:: Source data ::
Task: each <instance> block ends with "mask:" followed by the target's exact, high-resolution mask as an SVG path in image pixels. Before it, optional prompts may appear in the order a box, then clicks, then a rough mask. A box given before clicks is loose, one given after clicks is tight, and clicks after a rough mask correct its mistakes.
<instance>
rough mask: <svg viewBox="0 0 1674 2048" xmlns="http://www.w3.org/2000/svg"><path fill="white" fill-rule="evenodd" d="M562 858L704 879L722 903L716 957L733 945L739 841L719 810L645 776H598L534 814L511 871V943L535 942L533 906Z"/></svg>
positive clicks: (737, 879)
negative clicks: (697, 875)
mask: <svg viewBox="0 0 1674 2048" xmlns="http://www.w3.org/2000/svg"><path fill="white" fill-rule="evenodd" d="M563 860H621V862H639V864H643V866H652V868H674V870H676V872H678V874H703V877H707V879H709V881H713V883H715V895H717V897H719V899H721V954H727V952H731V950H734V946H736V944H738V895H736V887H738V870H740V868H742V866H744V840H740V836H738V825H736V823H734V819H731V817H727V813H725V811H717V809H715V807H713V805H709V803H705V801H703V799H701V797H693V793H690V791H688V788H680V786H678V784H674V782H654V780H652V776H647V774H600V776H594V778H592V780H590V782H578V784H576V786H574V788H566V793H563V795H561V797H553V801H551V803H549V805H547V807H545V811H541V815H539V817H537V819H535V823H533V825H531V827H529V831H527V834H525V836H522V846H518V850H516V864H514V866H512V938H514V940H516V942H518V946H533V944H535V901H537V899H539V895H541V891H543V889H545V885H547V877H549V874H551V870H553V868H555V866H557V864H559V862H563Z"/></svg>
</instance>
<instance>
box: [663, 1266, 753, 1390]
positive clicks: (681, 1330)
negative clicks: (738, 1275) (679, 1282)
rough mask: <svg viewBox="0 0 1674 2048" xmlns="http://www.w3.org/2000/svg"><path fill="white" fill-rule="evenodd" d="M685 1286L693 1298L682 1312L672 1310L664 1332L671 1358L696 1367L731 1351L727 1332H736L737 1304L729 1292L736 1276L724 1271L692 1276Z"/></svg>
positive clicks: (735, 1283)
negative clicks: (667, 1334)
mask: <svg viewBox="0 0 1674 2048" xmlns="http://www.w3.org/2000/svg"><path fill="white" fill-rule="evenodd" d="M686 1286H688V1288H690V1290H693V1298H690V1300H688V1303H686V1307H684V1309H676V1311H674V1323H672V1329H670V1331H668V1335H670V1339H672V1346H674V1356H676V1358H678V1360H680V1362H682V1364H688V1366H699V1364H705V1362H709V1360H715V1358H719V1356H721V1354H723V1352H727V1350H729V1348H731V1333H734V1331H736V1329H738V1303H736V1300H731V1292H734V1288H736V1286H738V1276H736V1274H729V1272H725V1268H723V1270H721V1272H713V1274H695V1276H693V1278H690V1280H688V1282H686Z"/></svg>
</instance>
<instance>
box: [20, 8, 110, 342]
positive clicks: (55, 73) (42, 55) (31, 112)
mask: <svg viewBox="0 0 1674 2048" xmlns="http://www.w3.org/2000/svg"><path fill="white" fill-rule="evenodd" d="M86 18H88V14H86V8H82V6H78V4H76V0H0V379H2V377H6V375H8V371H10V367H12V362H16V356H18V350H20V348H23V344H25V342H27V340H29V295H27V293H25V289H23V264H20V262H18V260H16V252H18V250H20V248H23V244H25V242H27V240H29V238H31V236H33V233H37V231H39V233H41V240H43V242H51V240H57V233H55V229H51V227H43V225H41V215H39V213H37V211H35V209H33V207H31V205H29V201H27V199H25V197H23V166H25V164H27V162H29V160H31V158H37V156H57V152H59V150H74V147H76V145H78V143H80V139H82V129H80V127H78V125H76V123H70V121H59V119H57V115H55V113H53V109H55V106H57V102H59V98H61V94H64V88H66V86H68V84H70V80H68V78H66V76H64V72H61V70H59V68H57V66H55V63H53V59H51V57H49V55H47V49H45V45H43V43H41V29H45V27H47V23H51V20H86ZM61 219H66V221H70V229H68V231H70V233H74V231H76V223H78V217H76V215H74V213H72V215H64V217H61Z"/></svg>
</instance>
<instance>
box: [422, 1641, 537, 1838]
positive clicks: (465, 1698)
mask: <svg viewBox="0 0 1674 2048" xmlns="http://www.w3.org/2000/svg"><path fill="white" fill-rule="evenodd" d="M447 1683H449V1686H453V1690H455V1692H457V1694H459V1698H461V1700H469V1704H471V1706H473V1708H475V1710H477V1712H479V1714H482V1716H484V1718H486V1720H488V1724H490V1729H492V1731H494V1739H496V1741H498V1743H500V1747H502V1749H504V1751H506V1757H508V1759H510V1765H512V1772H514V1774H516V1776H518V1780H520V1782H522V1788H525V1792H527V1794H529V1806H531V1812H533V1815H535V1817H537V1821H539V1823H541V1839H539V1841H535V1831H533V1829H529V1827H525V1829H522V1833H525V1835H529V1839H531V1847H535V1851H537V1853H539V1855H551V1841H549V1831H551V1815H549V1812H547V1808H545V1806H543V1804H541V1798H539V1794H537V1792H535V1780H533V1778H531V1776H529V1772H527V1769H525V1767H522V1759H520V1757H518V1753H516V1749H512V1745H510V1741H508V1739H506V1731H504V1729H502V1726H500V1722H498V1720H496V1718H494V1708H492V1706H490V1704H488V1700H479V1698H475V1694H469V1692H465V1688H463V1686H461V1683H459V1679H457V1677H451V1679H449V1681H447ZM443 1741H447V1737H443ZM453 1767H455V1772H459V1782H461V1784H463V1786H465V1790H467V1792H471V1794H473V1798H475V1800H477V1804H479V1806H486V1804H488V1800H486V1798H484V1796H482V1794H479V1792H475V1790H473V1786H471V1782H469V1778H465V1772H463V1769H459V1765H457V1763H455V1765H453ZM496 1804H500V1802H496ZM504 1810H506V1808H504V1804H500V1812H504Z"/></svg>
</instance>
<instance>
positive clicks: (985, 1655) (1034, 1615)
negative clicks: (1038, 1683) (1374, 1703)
:::
▶ Task objective
An exact transcription of all the material above is the expected answer.

▶ Task result
Task: each <instance> block ends with "mask:" followed by the target's exact, high-resolution mask as an SVG path in image pixels. Before it, optional prompts may appear in the order a box, then clicks, then a rough mask. A box given before clicks is loose, one given after clicks is tight, and clicks after a rough mask correct its mistakes.
<instance>
rough mask: <svg viewBox="0 0 1674 2048" xmlns="http://www.w3.org/2000/svg"><path fill="white" fill-rule="evenodd" d="M562 858L704 879L722 903L716 957L733 945L739 841L719 810L645 776H598L534 814L511 871V943L535 942L533 906Z"/></svg>
positive clicks: (737, 879)
negative clicks: (697, 875)
mask: <svg viewBox="0 0 1674 2048" xmlns="http://www.w3.org/2000/svg"><path fill="white" fill-rule="evenodd" d="M563 860H621V862H639V864H643V866H652V868H674V870H676V872H678V874H703V877H707V879H709V881H713V883H715V895H717V897H719V899H721V954H727V952H731V950H734V946H736V944H738V895H736V887H738V870H740V868H742V866H744V840H740V836H738V825H736V823H734V819H731V817H727V813H725V811H717V809H715V807H713V805H709V803H705V801H703V799H701V797H693V793H690V791H688V788H680V786H678V784H674V782H654V780H652V776H647V774H600V776H594V778H592V780H590V782H578V784H576V786H574V788H566V793H563V795H561V797H553V801H551V803H549V805H547V807H545V811H541V815H539V817H537V819H535V823H533V825H531V827H529V831H527V834H525V836H522V846H518V850H516V864H514V866H512V938H514V940H516V942H518V946H533V944H535V901H537V899H539V895H541V891H543V889H545V885H547V877H549V874H551V870H553V868H555V866H557V864H559V862H563Z"/></svg>
</instance>
<instance>
box: [663, 1266, 753, 1390]
positive clicks: (681, 1330)
negative clicks: (738, 1275) (679, 1282)
rough mask: <svg viewBox="0 0 1674 2048" xmlns="http://www.w3.org/2000/svg"><path fill="white" fill-rule="evenodd" d="M685 1286L693 1298L682 1312L672 1310L664 1332L671 1358L696 1367L731 1351L727 1332H736L737 1304L729 1292L736 1276L724 1271L692 1276Z"/></svg>
positive clicks: (735, 1283)
negative clicks: (667, 1334)
mask: <svg viewBox="0 0 1674 2048" xmlns="http://www.w3.org/2000/svg"><path fill="white" fill-rule="evenodd" d="M686 1286H688V1288H690V1290H693V1298H690V1300H688V1303H686V1307H684V1309H676V1311H674V1323H672V1329H670V1331H668V1335H670V1339H672V1346H674V1356H676V1358H678V1360H680V1362H682V1364H688V1366H699V1364H705V1362H709V1360H715V1358H719V1356H721V1354H723V1352H727V1350H729V1348H731V1333H734V1331H736V1329H738V1303H736V1300H731V1292H734V1288H736V1286H738V1276H736V1274H729V1272H725V1268H723V1270H721V1272H713V1274H695V1276H693V1278H690V1280H688V1282H686Z"/></svg>
</instance>
<instance>
box: [20, 8, 110, 342]
positive clicks: (55, 73) (42, 55) (31, 112)
mask: <svg viewBox="0 0 1674 2048" xmlns="http://www.w3.org/2000/svg"><path fill="white" fill-rule="evenodd" d="M86 18H88V14H86V8H82V6H78V4H76V0H0V379H2V377H6V375H8V371H10V367H12V362H16V356H18V350H20V348H23V344H25V342H27V340H29V295H27V293H25V289H23V264H20V262H18V260H16V252H18V250H20V248H23V244H25V242H27V240H29V238H31V236H33V233H37V231H39V233H41V240H43V242H51V240H57V233H55V229H51V227H43V225H41V215H39V213H37V211H35V209H33V207H31V205H29V201H27V199H25V197H23V166H25V164H27V162H29V160H31V158H37V156H57V152H59V150H74V147H76V145H78V143H80V139H82V129H80V127H78V125H76V123H70V121H59V119H57V115H55V113H53V109H55V106H57V102H59V98H61V94H64V88H66V86H68V84H70V80H68V78H66V76H64V72H61V70H59V68H57V66H55V63H53V59H51V57H49V55H47V49H45V45H43V43H41V29H45V27H47V23H51V20H86ZM61 219H66V221H70V229H68V231H70V233H74V231H76V223H78V217H76V215H74V213H72V215H64V217H61Z"/></svg>
</instance>
<instance>
box: [422, 1641, 537, 1838]
positive clicks: (465, 1698)
mask: <svg viewBox="0 0 1674 2048" xmlns="http://www.w3.org/2000/svg"><path fill="white" fill-rule="evenodd" d="M447 1683H449V1686H453V1690H455V1692H457V1694H459V1698H461V1700H469V1704H471V1706H473V1708H475V1710H477V1712H479V1714H482V1716H484V1718H486V1720H488V1724H490V1729H492V1731H494V1739H496V1741H498V1743H500V1747H502V1749H504V1751H506V1757H508V1759H510V1765H512V1772H514V1774H516V1776H518V1780H520V1782H522V1788H525V1792H527V1794H529V1806H531V1812H533V1815H535V1817H537V1821H539V1823H541V1839H539V1841H535V1831H533V1829H529V1827H525V1829H522V1833H525V1835H529V1839H531V1847H535V1851H537V1853H539V1855H551V1841H549V1831H551V1815H549V1812H547V1808H545V1806H543V1804H541V1798H539V1794H537V1792H535V1780H533V1778H531V1776H529V1772H527V1769H525V1767H522V1759H520V1757H518V1753H516V1749H512V1745H510V1741H508V1739H506V1731H504V1729H502V1726H500V1722H498V1720H496V1718H494V1708H492V1706H490V1704H488V1700H479V1698H475V1694H469V1692H465V1688H463V1686H461V1683H459V1679H457V1677H451V1679H449V1681H447ZM443 1741H447V1737H443ZM453 1767H455V1772H459V1782H461V1784H463V1786H465V1790H467V1792H471V1794H473V1798H475V1800H477V1804H479V1806H486V1804H488V1800H486V1798H484V1796H482V1794H479V1792H475V1790H473V1786H471V1782H469V1778H465V1772H463V1769H459V1765H457V1763H455V1765H453ZM496 1804H500V1802H496ZM504 1810H506V1808H504V1804H500V1812H504Z"/></svg>
</instance>
<instance>
positive clicks: (985, 1655) (1034, 1615)
negative clicks: (1038, 1683) (1374, 1703)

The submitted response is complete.